## YOUR INSTRUCTIONS:
Reproduce, with no alteration, the span of lines that begins at the line containing "In this photo, each instance of the cabinet door" and ends at the last line of the records, both ends included, and nothing else.

START DATA SHOWN

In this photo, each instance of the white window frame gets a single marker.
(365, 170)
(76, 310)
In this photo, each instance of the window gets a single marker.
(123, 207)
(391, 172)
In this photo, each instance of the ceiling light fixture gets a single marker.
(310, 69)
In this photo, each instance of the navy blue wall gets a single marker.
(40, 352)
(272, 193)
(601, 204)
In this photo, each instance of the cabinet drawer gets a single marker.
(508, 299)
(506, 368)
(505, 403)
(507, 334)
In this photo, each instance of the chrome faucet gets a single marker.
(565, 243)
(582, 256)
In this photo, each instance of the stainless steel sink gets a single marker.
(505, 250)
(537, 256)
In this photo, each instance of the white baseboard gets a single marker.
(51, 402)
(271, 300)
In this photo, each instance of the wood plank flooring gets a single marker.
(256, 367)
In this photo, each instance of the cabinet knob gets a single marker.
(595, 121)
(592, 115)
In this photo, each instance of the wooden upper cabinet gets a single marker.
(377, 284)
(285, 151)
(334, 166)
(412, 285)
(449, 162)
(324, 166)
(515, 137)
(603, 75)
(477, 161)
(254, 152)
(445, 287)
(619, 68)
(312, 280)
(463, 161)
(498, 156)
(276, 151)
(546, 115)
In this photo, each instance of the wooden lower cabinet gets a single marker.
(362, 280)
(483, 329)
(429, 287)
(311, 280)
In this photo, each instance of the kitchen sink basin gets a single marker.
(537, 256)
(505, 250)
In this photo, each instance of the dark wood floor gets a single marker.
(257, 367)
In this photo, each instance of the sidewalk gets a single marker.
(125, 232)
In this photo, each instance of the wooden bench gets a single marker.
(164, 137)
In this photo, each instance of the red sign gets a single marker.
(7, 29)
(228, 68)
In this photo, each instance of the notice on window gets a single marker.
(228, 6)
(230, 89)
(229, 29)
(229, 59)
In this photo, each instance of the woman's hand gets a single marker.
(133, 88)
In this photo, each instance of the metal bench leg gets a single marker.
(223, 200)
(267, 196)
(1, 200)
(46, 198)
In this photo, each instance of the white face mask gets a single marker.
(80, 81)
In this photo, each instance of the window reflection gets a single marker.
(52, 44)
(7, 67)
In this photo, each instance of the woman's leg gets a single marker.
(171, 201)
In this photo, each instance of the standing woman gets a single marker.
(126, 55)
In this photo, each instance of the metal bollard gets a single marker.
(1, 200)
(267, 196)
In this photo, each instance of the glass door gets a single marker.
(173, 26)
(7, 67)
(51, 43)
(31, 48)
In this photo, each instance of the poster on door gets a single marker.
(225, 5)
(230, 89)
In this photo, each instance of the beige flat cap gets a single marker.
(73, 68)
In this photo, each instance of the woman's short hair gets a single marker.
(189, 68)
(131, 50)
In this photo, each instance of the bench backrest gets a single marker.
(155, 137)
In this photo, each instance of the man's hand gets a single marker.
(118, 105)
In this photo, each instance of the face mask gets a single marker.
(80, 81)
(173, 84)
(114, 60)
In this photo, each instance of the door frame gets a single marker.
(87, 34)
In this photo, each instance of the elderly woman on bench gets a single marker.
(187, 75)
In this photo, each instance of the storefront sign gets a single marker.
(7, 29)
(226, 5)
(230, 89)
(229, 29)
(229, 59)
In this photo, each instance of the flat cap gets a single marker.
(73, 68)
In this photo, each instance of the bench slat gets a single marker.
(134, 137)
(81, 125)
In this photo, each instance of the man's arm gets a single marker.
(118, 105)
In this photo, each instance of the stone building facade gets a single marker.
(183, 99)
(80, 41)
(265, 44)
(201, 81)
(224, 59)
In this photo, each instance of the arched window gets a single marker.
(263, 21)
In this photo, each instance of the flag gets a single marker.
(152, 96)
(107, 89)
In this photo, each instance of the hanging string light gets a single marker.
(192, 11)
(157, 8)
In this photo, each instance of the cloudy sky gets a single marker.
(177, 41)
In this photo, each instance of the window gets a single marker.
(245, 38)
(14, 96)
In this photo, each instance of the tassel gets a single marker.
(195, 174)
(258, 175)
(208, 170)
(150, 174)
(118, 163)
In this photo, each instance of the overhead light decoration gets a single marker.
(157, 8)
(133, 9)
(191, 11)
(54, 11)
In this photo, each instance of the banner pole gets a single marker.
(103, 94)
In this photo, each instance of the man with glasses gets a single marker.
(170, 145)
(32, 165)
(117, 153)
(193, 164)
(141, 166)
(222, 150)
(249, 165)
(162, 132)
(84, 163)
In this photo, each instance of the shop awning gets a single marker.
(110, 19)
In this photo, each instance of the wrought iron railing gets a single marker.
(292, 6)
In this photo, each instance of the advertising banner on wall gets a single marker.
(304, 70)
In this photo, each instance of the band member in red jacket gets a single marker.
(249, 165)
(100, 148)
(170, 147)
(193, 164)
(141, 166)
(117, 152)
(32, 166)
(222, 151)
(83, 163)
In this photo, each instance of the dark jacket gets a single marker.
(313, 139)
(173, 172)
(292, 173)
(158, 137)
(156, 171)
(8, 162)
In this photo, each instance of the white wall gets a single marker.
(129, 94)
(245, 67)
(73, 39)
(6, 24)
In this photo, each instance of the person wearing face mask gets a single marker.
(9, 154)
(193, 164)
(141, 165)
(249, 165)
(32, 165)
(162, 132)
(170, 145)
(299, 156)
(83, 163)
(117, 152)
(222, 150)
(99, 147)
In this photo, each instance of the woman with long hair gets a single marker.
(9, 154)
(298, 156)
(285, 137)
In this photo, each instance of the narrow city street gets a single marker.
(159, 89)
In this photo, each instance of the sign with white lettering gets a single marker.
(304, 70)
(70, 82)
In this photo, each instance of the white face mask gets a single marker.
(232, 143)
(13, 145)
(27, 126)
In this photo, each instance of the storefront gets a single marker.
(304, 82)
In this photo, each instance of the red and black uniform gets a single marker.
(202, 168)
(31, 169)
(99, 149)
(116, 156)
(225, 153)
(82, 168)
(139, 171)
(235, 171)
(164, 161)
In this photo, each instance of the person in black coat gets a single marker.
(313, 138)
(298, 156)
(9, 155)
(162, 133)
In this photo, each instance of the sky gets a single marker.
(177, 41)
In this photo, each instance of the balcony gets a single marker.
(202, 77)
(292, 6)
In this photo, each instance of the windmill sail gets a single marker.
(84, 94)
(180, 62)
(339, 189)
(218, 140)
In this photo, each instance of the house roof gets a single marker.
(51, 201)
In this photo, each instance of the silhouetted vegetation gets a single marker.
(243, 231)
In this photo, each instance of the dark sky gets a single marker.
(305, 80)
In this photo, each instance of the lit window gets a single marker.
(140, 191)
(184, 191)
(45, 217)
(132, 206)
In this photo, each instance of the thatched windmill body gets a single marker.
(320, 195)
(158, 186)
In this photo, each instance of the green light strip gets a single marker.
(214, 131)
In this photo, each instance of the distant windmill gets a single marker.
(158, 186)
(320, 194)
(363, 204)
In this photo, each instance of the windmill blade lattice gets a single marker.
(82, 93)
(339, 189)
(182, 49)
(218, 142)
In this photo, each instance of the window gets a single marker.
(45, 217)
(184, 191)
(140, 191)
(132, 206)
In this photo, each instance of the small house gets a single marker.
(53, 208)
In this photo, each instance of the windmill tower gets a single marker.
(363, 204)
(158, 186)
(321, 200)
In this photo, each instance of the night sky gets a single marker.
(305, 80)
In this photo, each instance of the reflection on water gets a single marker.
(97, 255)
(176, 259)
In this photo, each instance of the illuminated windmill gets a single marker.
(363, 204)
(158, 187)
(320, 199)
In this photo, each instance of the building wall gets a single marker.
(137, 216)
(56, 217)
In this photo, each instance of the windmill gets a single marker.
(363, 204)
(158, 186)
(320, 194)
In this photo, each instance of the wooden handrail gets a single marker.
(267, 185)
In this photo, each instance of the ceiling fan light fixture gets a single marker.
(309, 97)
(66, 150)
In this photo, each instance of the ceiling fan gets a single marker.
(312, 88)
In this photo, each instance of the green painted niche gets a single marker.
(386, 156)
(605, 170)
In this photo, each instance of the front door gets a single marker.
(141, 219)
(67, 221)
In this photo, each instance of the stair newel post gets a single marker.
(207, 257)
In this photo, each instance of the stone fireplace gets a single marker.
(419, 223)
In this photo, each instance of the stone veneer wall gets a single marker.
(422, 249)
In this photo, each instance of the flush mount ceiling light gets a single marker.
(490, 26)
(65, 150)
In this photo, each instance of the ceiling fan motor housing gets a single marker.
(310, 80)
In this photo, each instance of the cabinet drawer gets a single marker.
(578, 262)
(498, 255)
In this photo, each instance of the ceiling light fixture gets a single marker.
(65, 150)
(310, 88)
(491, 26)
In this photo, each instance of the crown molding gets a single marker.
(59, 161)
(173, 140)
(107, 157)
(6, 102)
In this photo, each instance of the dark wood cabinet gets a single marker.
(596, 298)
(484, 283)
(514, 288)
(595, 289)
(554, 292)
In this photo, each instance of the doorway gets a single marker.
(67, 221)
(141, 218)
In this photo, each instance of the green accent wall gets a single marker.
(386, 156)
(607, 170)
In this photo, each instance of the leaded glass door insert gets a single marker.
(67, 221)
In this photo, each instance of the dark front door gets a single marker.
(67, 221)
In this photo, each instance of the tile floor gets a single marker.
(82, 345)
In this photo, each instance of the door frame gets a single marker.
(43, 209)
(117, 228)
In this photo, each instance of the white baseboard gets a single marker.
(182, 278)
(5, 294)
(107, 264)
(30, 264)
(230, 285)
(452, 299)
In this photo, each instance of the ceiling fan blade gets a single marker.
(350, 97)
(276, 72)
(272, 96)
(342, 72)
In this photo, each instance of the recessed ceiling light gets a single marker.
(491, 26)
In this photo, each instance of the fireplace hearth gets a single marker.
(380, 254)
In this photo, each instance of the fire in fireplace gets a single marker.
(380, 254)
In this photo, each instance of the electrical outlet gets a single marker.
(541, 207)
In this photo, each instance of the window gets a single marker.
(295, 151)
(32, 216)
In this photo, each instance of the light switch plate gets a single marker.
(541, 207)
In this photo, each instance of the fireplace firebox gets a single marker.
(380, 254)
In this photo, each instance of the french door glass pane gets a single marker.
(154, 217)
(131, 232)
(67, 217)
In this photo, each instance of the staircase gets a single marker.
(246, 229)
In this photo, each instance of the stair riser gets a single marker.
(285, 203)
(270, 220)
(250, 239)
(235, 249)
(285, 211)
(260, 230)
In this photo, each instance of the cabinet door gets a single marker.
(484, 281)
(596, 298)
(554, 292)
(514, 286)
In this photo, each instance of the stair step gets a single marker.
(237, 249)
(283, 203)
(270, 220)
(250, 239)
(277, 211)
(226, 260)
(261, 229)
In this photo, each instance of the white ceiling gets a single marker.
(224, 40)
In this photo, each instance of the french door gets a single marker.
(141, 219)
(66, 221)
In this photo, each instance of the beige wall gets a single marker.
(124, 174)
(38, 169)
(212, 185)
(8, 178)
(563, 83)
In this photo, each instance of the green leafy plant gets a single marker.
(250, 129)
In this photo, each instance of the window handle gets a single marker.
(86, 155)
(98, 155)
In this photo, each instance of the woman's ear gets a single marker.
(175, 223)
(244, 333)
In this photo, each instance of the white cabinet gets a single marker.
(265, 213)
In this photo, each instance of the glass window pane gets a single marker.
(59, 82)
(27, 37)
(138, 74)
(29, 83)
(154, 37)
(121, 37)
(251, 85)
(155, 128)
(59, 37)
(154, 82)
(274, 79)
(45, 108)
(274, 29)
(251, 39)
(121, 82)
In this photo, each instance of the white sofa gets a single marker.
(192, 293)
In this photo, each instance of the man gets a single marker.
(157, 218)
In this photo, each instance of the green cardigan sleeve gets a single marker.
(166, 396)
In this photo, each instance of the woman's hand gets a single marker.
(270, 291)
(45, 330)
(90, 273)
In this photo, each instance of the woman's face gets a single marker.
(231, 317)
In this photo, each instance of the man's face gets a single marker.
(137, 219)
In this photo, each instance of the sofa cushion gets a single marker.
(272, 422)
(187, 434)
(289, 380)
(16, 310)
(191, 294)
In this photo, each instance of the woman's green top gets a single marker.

END DATA SHOWN

## RESPONSE BELOW:
In this photo, each instance of the cabinet door gets a single marker.
(484, 281)
(596, 298)
(554, 292)
(514, 286)
In this photo, each instance of the stair step gets a single marker.
(237, 249)
(283, 203)
(270, 220)
(250, 239)
(277, 211)
(226, 260)
(261, 229)
In this photo, each instance of the white ceiling gets a single marker.
(224, 40)
In this photo, each instance of the french door gets a single marker.
(141, 219)
(66, 221)
In this photo, each instance of the beige wall gets a single marker.
(124, 174)
(38, 169)
(212, 185)
(8, 178)
(563, 83)
In this photo, each instance of the green leafy plant gets a single marker.
(250, 129)
In this photo, each instance of the window handle gets a single marker.
(86, 155)
(98, 155)
In this photo, each instance of the woman's ear gets a single marker.
(175, 223)
(244, 333)
In this photo, each instance of the white cabinet gets a single marker.
(265, 213)
In this photo, each instance of the glass window pane gets a single marker.
(59, 82)
(27, 37)
(138, 74)
(29, 83)
(154, 37)
(121, 37)
(251, 85)
(155, 128)
(59, 37)
(154, 82)
(274, 79)
(45, 108)
(274, 29)
(251, 39)
(121, 82)
In this photo, each instance of the white sofa gets a single marker.
(192, 293)
In this photo, each instance of the man gets a single marker.
(157, 218)
In this photo, each instance of the green cardigan sleeve gets a single marker.
(166, 396)
In this photo, each instance of the woman's hand gets a single marker.
(270, 291)
(45, 330)
(90, 273)
In this photo, each instance of the woman's face gets a single marker.
(231, 317)
In this photo, each instance of the man's face gets a single marker.
(137, 219)
In this photo, each instance of the sofa cushion gets a single marker.
(272, 422)
(187, 434)
(289, 380)
(16, 310)
(191, 294)
In this photo, each instance of the woman's green top gets a single marker.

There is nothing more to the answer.